-- Set task --
Continue the piece on memory management in Go, starting after its final sentence.

-- Text excerpt --
******************************

Like Java, Go has automatic memory management, so you can trust that instances will not be released until you have finished using them, and you don’t need to explicitly release them. So you can happily do this, without worrying about releasing the instance later:

func getThing() *Thing {
  a := new(Thing)
  ...
  return a
}

b := getThing()
b.foo()

And you can even do this, not caring, and not easily even knowing, whether the instance was created on the stack or the heap:

func getThing() *Thing {
  var a Thing
  ...
  return &a
}

b := getThing()
b.foo()

I don’t know how Go avoids circular references or unwanted “leak” references, as Java or C++ would with weak references.

I wonder how, or if, Go avoids Java’s problem with intermittent slowdowns due to garbage collection. Go seems to be aimed at system-level code, so I guess it must do better somehow.

However, also like Java, and probably like all garbage collection, this is only useful for managing memory, not resources in general. The programmer is usually happy to have memory released some time after the code has finished using it, not necessarily immediately. But other resources, such as file descriptors and database connections, need to be released immediately. Some things, such as mutex locks, often need to be released at the end of an obvious scope. Destructors make this possible. For instance, in C++:

void Something::do_something() {
  do_something_harmless();

  {
    std::lock_guard<std::mutex> lock(our_mutex);
    change_some_shared_state();
  }
  
  do_something_else_harmless();
}

Go can’t do this, so it has defer() instead, letting you specify something to happen whenever a function ends. It’s a annoying that defer is associated with functions, not to scopes in general.

func something() {
  doSomethingHarmless()

  ourMutex.lock()
  defer ourMutex.unlock()
  changeSomeSharedState()

  // The mutex has not been released yet when this remaining code runs,
  // so you'd want to restrict the use of the resource (a mutex here) to
  // another small function, and just call it in this function.
  doSomethingElseHarmless()
}

This feels like an awkward hack, like Java’s try-with-resources.

I would prefer to see a language that somehow gives me all of scoped resource management (with destructors), reference-counting (like std::shared_ptr<>) and garbage collection, in a concise syntax, so I can have predictable, obvious, but reliable, resource releasing when necessary, and garbage collection when I don’t care.

Of course, I’m not pretending that memory management is easy in C++. When it’s difficult it can be very difficult. So I do understand the choice of garbage collection. I just expect a system level language to offer more.

******************************

-- Records supplied --
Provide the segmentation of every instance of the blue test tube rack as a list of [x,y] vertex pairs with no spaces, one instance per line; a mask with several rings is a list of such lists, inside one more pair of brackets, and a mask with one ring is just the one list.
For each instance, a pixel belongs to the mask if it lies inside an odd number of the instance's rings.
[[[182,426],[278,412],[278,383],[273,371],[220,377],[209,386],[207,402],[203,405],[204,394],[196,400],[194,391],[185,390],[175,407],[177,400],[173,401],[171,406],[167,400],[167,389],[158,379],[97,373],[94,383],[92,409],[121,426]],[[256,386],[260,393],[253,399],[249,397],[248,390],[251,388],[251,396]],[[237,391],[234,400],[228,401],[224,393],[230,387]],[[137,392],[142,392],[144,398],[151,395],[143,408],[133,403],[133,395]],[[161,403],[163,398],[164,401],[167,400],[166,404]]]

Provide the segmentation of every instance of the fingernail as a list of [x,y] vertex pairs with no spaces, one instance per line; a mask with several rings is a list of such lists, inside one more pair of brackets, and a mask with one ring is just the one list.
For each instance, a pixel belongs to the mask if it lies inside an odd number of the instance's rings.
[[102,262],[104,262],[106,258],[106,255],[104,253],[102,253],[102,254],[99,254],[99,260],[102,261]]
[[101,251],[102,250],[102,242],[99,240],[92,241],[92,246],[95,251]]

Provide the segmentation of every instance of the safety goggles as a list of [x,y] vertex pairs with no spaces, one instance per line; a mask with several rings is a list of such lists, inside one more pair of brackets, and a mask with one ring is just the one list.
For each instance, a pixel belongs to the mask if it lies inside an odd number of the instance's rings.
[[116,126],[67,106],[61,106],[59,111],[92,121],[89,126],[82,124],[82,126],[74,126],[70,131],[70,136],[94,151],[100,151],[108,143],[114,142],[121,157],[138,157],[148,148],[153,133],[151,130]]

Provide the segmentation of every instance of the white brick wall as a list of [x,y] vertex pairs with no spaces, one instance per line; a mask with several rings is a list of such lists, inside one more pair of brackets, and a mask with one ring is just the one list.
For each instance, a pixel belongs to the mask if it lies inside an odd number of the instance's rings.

******************************

-- Expected answer --
Things I don’t like in Go

As well as the minor syntactic annoyances mentioned above, and the lack of simple generic resource (not just memory) management, I have a couple of other frustrations with the language.

(I’m not loving the support for object orientation either, but I’ll mention that in a later article when I’ve studied it more.)

No generics

Go’s focus on type safety, particularly for numeric types, makes the lack of generics surprising. I can remember how frustrating it was to use Java before generics, and this feels almost that awkward. Without generics I soon find myself having to choose between lack of type safety or repeatedly reimplementing code for each type, feeling like I’m fighting the language.

I understand that generics are difficult to implement, and they’d have to make a choice about how far to take them (probably further than Java, but not as far as C++), and I understand that Go would then be much more than a better C. But I think generics are inevitable once, like Go, you pursue static type safety.

Somehow go’s slice and map containers are generic, probably because they are built-in types.

Lack of standard containers

Go has no queue or stack in its standard library. In C++, I use std::queue and std::stack regularly. I think these would need generics. People can use go’s slice (a dynamically-allocated array) to achieve the same things, and you can wrap that up in your own type, but your type, can only contain specific types, so you’ll be reimplementing this for every type. Or your container can hold interface{} types (apparently a bit like a Java Object or a C++ void*), giving up (static) type safety.

C++: std::string_view not so useful when calling C functions

string_view does not own string data

C++17 adds std::string_view, which is a thin view of a character array, holding just a pointer and a length. This makes it easy to provide just one method that can efficiently take either a const char*, or a std::string, without unnecessary copying of the underlying array. For instance:

void use_string(std::string_view str);

You can then call that function like so:

use_string("abc");

or

std::string str("abc");
use_string(str);

This involves no deep copying of the character array until the function’s implementation needs to do that. Most obviously, it involves no copying when you are just passing a string literal to the function. For instance it doesn’t create a temporary std::string just to call the function, as would be necessary if the function took std::string.

string_view knows nothing of null-termination

However, though the string literal (“abc”) is null-terminated, and the std::string is almost-certainly  null-terminated (but implementation defined), our use_string() function cannot know for sure that the underlying array is null terminated. It could have been called liked so:

const char* str = "abc"; // null-terminated
use_string(std::string_view(str, 2));  // not 3.

or even like so:

const char str[] = {'a', 'b', 'c'}; //not null-terminated
use_string(std::string_view(str, 3));

or as a part of a much larger string that we are parsing.

Unlike std::string, there is no std::string_view::c_str() which will give you a null-terminated character array. There is std::string_view::data() but, like std::string::data(), that doesn’t guarantee the the character array will be null-terminated. (update: since C++11, std::string::data() is guaranteed to be null-terminated, but std::string_view::data() in C++17 is not.)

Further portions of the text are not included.